— Begin DOCUMENT SECTION —
Why the ‘Data Lake’ Is Really A ‘Data Swamp’

MIT Adjunct Professor Michael Stonebraker

A popular refrain I hear these days is "I am planning to put all of my data into a data lake so my employees can do analytics over this potential treasure trove of information." This point of view is also touted by several vendors selling products in the Hadoop ecosystem. Unfortunately, it has a serious flaw, which I illustrate in this posting using (mostly fake) data on one of my M.I.T. colleagues.

Consider two very simplistic data sources containing data on employees. The first data source has record of the form:

Employee (name, salary, hobbies, age, city, state)

while the second contains data with a layout of:

Person (p-id, wages, address, birthday, year-born, likes)

An example record from the first data set might be:

(Sam Madden, $4000, {bike, dogs}, 36, Cambridge, Mass)

An example from the second data set might be:

(Samuel E. Madden, $5000, Newton Ma., October 4, 1985, bicycling)

A first reasonable step is to assemble these records into a single place for subsequent processing. This Ingest step is the first phase of a data curation process with the following components:

Ingest: Data sources must be assembled as noted above.

Data transformation: The field "address" must be decomposed into its constituent components "city" and "state". Similarly "age" must be computed from "year born" and "birthday".
— End DOCUMENT SECTION —
## PROBLEM TO WORK ON
Reproduce word for word the passage of the data swamp article that begins at "A popular refrain" and ends after "36, Cambridge, Mass)".
— Begin DATA PROVIDED —
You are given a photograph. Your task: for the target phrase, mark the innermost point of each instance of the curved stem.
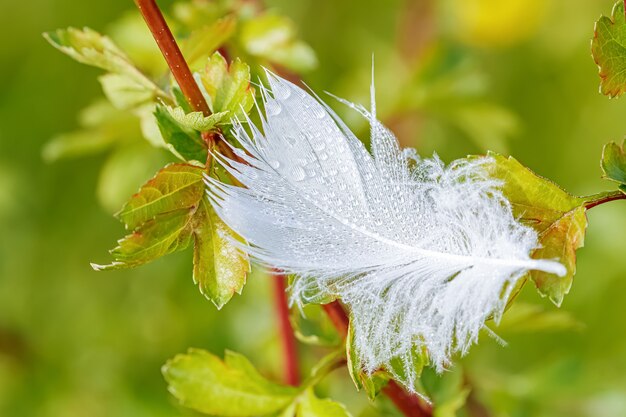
(172, 54)
(601, 198)
(409, 404)
(288, 341)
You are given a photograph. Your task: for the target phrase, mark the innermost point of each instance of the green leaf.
(125, 170)
(164, 234)
(219, 268)
(375, 382)
(560, 241)
(89, 47)
(184, 142)
(448, 391)
(614, 162)
(311, 406)
(196, 120)
(176, 186)
(124, 92)
(558, 217)
(273, 37)
(609, 51)
(206, 40)
(164, 215)
(227, 88)
(232, 388)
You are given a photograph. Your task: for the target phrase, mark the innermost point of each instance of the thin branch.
(602, 198)
(172, 54)
(409, 404)
(290, 349)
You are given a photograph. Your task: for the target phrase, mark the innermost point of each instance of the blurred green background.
(458, 77)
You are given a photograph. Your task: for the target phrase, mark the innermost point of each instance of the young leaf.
(164, 215)
(89, 47)
(558, 217)
(227, 88)
(373, 383)
(229, 388)
(184, 142)
(124, 92)
(560, 241)
(196, 120)
(164, 234)
(609, 51)
(177, 186)
(311, 406)
(614, 163)
(219, 268)
(273, 37)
— End DATA PROVIDED —
## TASK OUTPUT
A popular refrain I hear these days is "I am planning to put all of my data into a data lake so my employees can do analytics over this potential treasure trove of information." This point of view is also touted by several vendors selling products in the Hadoop ecosystem. Unfortunately, it has a serious flaw, which I illustrate in this posting using (mostly fake) data on one of my M.I.T. colleagues.

Consider two very simplistic data sources containing data on employees. The first data source has record of the form:

Employee (name, salary, hobbies, age, city, state)

while the second contains data with a layout of:

Person (p-id, wages, address, birthday, year-born, likes)

An example record from the first data set might be:

(Sam Madden, $4000, {bike, dogs}, 36, Cambridge, Mass)